**Document source**
◆ ◆ ◆ ◆ ◆ ◆ ◆
IV.       Seconde question – La décision de l’agente était‑elle déraisonnable?

 

[14]           Mme Ali allègue que l’agente a conclu de façon déraisonnable que Mme Ali n’avait pas été en mesure de présenter des documents confirmant le fait qu’elle avait vécu en Ouganda. En outre, elle soutient que l’agente a conclu de façon déraisonnable que les éléments de preuve relatifs à la composition de la famille, et au temps passé en Éthiopie jettent un doute sur le bien‑fondé de sa demande quant au risque auquel elle était exposée en Somalie.

 

 

[15]           Selon la Cour, les conclusions de l’agente étaient étayées par les éléments de preuve, et elles étaient donc raisonnables.

 

[16]           Dans ses notes, l’agente a déclaré que Mme Ali n’avait [traduction] « pas été en mesure de présenter des documents, malgré le fait qu’elle était en Ouganda depuis six ans comme elle le déclarait ». Cette déclaration n’était pas tout à fait exacte, puisque Mme Ali avait présenté deux documents. Toutefois, vu les circonstances, j’en comprends que l’agente voulait dire que Mme Ali n’avait pas présenté suffisamment de documents, et non qu’elle n’en avait pas présenté du tout. En tant que résidente de l’Ouganda pendant six ans, Mme Ali avait eu l’occasion d’obtenir une meilleure preuve documentaire.

 

[17]           Lors du contre‑interrogatoire, l’agente a déclaré qu’elle pensait que Mme Ali pourrait être retournée en Somalie à un moment donné, vu l’absence de bons éléments de preuve documentaire sur sa résidence en Ouganda. Toutefois, l’agente n’a pas inscrit ce doute dans ses notes et elle ne l’a pas soulevé lors de l’entrevue. Cependant, le manque de documents à l’appui de la demande était le principal des doutes de l’agente. Vu les circonstances, il s’agissait d’un doute valide et la conclusion de l’agente selon laquelle Mme Ali avait omis de présenter des éléments de preuve suffisants n’était pas déraisonnable.

 

[18]           Il ressort clairement que Mme Ali a présenté des éléments de preuve contradictoires sur l’identité d’Idil Omar et sur le temps qu’elle avait passé dans un camp de réfugiés en Éthiopie. Bien que de ces éléments de preuve n’affectent pas le bien‑fondé de sa demande, à savoir les risques de mauvais traitement en Somalie, ils affectent sa crédibilité en général, en particulier étant donné l’absence de preuve documentaire corroborante. Selon la Cour, la conclusion de l’agente, selon laquelle Mme Ali ne s’est pas acquittée du fardeau qui lui incombait de prouver qu’elle était membre de la catégorie des réfugiés au sens de la Convention outre‑frontières ou de la catégorie des personnes de pays d’accueil n’était pas déraisonnable, vu la preuve dont l’agente disposait.
◆ ◆ ◆ ◆ ◆ ◆ ◆
**Entrées d'annotation de points sur images**
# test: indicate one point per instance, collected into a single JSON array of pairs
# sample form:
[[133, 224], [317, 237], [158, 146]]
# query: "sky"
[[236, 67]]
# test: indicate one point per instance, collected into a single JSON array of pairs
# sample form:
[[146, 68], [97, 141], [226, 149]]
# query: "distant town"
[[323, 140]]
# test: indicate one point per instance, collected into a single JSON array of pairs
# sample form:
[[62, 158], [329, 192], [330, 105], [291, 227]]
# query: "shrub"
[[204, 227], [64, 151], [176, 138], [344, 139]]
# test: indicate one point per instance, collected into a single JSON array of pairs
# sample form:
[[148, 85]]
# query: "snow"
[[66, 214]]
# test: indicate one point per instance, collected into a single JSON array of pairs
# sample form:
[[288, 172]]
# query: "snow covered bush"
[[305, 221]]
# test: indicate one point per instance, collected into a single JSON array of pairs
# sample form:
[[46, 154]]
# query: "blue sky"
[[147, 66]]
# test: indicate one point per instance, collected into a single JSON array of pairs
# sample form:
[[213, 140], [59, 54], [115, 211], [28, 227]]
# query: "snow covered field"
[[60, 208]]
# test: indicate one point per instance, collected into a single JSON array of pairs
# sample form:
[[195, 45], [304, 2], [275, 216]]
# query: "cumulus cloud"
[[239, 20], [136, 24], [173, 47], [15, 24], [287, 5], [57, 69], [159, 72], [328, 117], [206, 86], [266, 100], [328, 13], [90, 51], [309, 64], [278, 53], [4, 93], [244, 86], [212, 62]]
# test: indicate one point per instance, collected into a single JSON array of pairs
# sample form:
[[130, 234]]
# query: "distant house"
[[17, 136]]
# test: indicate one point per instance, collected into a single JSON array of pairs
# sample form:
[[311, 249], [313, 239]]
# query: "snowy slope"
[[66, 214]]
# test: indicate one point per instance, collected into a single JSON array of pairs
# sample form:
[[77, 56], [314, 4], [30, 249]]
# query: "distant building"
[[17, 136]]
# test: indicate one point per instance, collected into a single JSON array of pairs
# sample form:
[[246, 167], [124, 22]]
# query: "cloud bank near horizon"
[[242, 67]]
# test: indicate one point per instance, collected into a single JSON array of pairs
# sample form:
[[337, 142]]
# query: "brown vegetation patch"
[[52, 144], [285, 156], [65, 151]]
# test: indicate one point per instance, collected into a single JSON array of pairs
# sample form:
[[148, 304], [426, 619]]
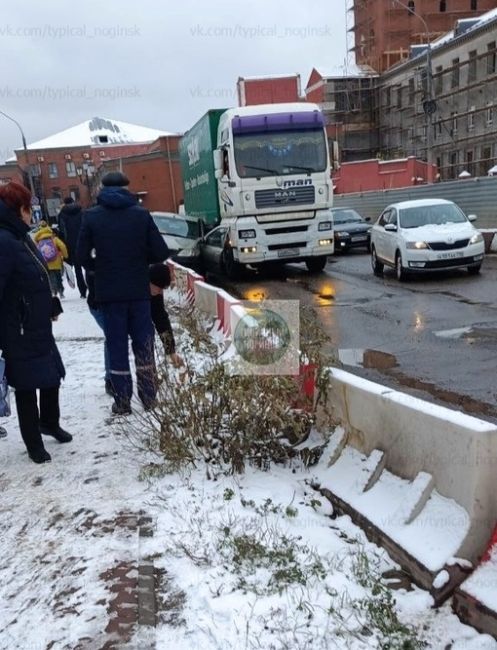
◆ ◆ ◆ ◆ ◆ ◆ ◆
**Exercice écrit**
Donnez la suite de l'extrait du jugement sur la demande de Mme Ali, en reprenant après la dernière phrase du paragraphe [18]. Ces lignes constituent un ensemble distinct de l'extrait du jugement.

**Résultat**
V.        Conclusion et décision

[19]           L’agente n’a pas traité Mme Ali de façon injuste. L’agente a avisé Mme Ali et lui a donné une occasion adéquate de présenter des documents à l’appui de sa demande. L’agente a donné à Mme Ali la raison pour laquelle elle avait des doutes sur les éléments de preuve, et elle lui a donné l’occasion de répondre. En outre, la conclusion de l’agente selon laquelle Mme Ali avait omis de présenter des éléments de preuve crédibles et suffisants à l’appui de sa demande n’était pas déraisonnable, vu l’absence de preuve documentaire, et vu les contradictions dans son témoignage oral. Par conséquent, la Cour doit rejeter la présente demande de contrôle judiciaire.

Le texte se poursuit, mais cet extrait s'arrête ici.